» **Work instruction**
Which lines run from the one containing "Can you see the hazy" to the end of the entries? Quote them exactly, and nothing else.
-------- Record excerpts
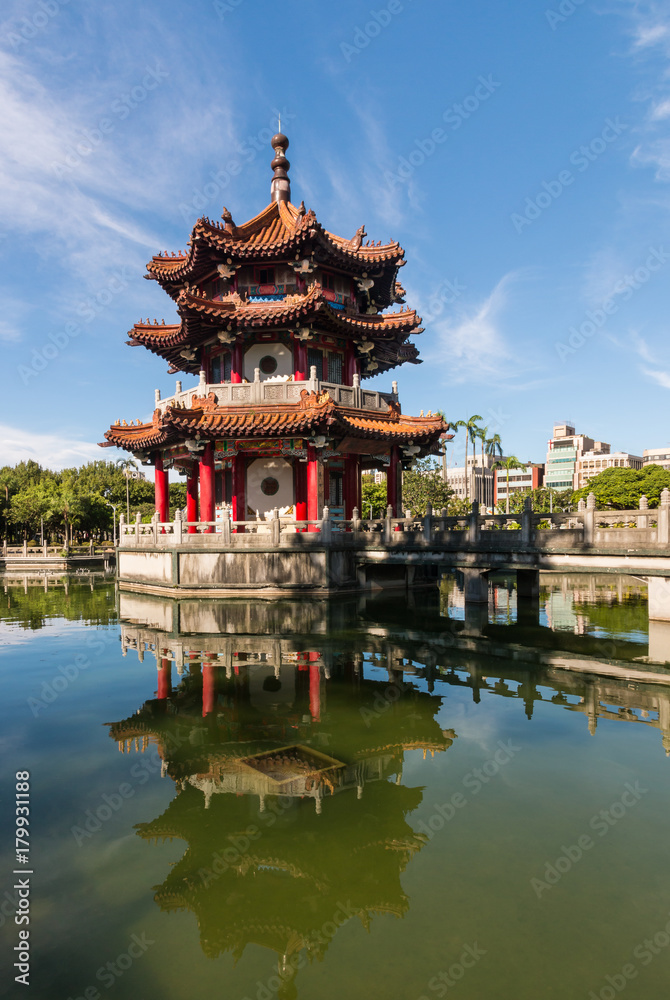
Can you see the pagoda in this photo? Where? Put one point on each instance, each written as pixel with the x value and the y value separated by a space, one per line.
pixel 281 321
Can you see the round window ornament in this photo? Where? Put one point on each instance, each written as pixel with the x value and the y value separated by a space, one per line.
pixel 269 486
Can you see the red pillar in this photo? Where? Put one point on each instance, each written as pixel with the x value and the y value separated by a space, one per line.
pixel 192 498
pixel 207 496
pixel 208 689
pixel 164 679
pixel 300 490
pixel 236 362
pixel 351 365
pixel 315 690
pixel 300 361
pixel 393 497
pixel 352 475
pixel 312 485
pixel 161 490
pixel 239 490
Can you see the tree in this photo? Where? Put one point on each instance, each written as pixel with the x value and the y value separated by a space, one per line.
pixel 510 463
pixel 127 465
pixel 423 485
pixel 621 489
pixel 373 498
pixel 543 500
pixel 471 429
pixel 494 446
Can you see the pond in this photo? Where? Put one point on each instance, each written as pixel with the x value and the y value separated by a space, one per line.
pixel 391 796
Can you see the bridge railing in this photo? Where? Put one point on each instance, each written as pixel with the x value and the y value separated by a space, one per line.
pixel 586 526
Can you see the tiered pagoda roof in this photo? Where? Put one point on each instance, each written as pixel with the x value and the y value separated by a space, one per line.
pixel 202 317
pixel 313 414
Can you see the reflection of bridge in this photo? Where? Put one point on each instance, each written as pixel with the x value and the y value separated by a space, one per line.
pixel 281 555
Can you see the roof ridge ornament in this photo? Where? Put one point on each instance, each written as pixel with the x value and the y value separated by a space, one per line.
pixel 280 189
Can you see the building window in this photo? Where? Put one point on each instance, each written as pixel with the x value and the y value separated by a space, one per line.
pixel 269 486
pixel 266 276
pixel 221 368
pixel 335 364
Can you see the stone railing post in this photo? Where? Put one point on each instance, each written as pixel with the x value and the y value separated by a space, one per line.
pixel 177 528
pixel 326 526
pixel 643 505
pixel 663 519
pixel 473 523
pixel 428 523
pixel 590 520
pixel 527 522
pixel 388 525
pixel 275 526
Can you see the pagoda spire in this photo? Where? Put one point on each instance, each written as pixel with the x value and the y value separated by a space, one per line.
pixel 280 189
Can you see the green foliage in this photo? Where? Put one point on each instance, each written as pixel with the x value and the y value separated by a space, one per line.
pixel 621 489
pixel 372 494
pixel 423 485
pixel 542 499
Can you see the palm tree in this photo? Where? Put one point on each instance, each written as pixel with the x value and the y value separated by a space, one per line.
pixel 494 445
pixel 127 465
pixel 510 463
pixel 471 433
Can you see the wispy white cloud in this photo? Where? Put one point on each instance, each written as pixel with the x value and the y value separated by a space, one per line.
pixel 473 346
pixel 53 451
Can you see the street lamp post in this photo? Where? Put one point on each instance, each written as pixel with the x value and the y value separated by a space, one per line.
pixel 113 506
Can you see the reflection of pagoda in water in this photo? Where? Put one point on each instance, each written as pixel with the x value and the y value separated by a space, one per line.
pixel 288 767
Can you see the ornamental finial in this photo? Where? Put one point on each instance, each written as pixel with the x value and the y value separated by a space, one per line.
pixel 280 189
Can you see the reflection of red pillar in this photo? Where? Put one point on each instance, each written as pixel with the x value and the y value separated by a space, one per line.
pixel 161 490
pixel 300 489
pixel 300 362
pixel 236 362
pixel 164 679
pixel 207 498
pixel 315 691
pixel 208 689
pixel 393 482
pixel 192 498
pixel 352 473
pixel 239 491
pixel 312 485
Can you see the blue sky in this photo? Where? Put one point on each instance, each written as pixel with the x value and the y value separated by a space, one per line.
pixel 520 153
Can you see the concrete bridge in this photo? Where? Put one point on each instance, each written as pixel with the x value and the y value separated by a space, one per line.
pixel 279 555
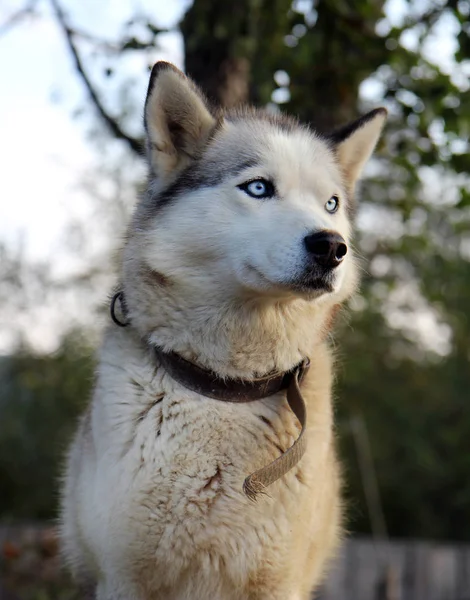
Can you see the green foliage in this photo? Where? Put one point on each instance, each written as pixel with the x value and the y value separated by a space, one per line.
pixel 41 397
pixel 408 380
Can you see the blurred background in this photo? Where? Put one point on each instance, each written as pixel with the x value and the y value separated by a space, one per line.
pixel 74 77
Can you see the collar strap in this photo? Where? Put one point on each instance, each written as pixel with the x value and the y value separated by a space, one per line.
pixel 208 383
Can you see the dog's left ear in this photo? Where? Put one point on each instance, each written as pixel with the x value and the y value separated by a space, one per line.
pixel 355 143
pixel 177 120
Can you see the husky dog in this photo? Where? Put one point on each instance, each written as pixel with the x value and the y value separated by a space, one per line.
pixel 237 256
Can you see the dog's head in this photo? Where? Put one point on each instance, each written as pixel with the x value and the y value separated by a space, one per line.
pixel 247 204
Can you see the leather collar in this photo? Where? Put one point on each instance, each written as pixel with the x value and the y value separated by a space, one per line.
pixel 208 383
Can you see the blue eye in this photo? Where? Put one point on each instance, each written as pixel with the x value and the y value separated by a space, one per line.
pixel 333 204
pixel 258 188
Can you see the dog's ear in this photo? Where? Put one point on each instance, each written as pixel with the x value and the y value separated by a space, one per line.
pixel 355 143
pixel 177 120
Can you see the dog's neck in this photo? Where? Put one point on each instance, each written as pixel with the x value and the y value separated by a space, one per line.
pixel 243 338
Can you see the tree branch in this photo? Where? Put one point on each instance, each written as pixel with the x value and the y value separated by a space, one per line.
pixel 134 144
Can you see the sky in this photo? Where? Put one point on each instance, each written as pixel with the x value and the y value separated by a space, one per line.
pixel 44 150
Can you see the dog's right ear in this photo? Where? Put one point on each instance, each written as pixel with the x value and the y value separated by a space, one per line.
pixel 177 120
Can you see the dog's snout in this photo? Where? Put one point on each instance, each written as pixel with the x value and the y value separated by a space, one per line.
pixel 327 247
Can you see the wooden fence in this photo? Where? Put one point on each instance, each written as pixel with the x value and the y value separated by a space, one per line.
pixel 407 570
pixel 363 570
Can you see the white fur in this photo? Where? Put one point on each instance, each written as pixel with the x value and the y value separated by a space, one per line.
pixel 153 506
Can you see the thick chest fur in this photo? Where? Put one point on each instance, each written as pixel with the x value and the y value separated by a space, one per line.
pixel 164 469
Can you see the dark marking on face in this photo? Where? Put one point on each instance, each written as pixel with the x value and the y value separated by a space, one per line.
pixel 199 175
pixel 143 414
pixel 153 277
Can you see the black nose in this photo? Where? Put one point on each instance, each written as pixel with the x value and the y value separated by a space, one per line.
pixel 327 247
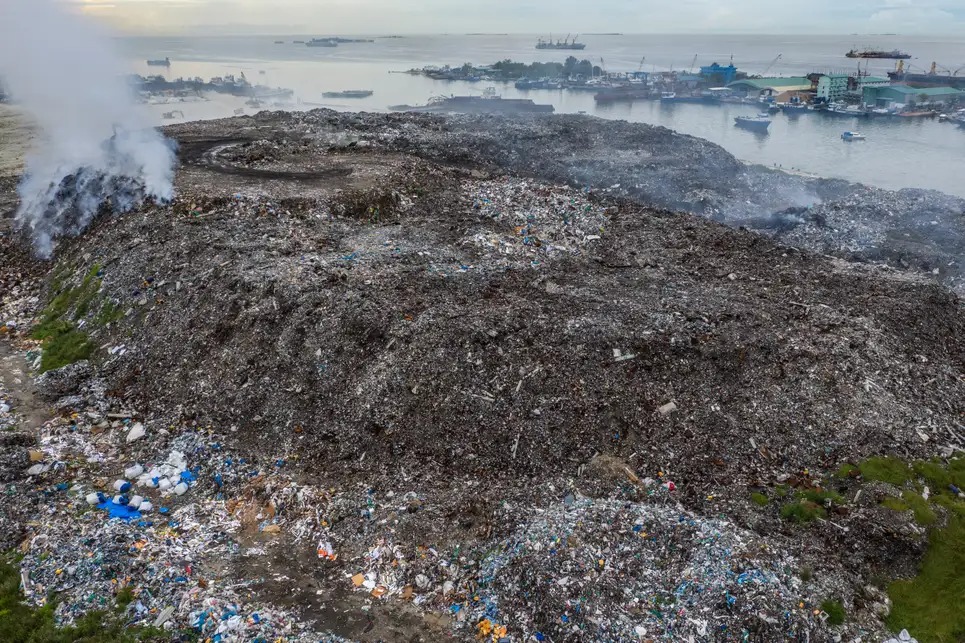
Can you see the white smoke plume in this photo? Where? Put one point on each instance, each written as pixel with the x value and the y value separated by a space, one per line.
pixel 95 147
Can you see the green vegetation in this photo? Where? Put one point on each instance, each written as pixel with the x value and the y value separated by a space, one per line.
pixel 924 514
pixel 886 469
pixel 572 67
pixel 22 623
pixel 834 610
pixel 65 348
pixel 110 313
pixel 933 473
pixel 930 605
pixel 63 342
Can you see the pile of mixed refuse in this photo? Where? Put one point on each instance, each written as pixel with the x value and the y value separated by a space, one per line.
pixel 362 380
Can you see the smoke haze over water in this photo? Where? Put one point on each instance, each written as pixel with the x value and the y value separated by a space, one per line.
pixel 94 145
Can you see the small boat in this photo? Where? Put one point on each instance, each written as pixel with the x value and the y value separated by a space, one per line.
pixel 894 54
pixel 349 93
pixel 758 123
pixel 565 44
pixel 853 136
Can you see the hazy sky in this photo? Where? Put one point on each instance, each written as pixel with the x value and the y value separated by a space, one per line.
pixel 533 16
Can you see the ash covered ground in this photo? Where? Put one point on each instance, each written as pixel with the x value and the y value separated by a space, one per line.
pixel 446 378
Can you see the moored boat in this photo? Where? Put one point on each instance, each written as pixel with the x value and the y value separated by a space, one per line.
pixel 853 136
pixel 349 93
pixel 758 123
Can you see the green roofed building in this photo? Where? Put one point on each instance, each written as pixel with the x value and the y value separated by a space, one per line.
pixel 907 95
pixel 770 86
----------------
» **Exercise output**
Can you see the hazy sky in this photo? Where? Put one point on each instance, each written as pixel with the x value and the y value separated by a space, one per line.
pixel 533 16
Can you see the ash covered ground in this photo? Where? Put one point on each instance, each written as pixel with the x value and the y value separated by a space, one per line.
pixel 446 378
Can you see the moored boat in this photo? Where? Put one point on each instance, each written as pixel with the x value and the y value separated by a space, one per line.
pixel 853 136
pixel 349 93
pixel 758 123
Can you see the green roofed building in this photo? Where? Put one point on each instance, each written as pixel with the x value and the y value separated by a space, one per line.
pixel 907 95
pixel 770 86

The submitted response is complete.